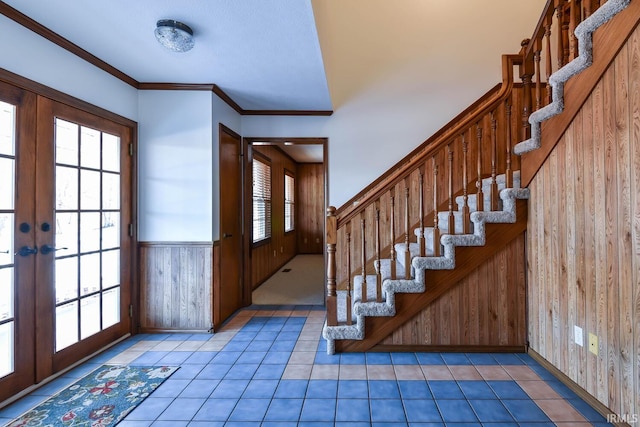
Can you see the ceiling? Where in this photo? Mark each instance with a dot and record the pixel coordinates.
(264, 54)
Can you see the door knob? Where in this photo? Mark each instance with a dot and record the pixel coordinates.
(47, 249)
(26, 251)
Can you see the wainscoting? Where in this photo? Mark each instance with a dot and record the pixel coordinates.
(176, 286)
(487, 308)
(584, 242)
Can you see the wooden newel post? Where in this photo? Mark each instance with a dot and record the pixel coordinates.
(332, 240)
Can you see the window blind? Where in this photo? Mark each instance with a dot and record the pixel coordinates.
(289, 202)
(261, 200)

────────────────────

Reproduce the records from the line containing "Can you see the wainscoting?" through the end of the records, inclusive, substituting "window shade" for "window blind" and leaving everything else unchanged.

Can you see the wainscoting? Where in this photo? Mark each instance with a dot and record the pixel coordinates.
(176, 286)
(487, 308)
(584, 242)
Can you see the wooden newel post? Where in this photo? Mark each instance with a dot and record the pixel coordinates.
(332, 240)
Can you see the window shade? Where in this photo? Mark each instance with a dot and record the pixel coordinates.
(289, 202)
(261, 200)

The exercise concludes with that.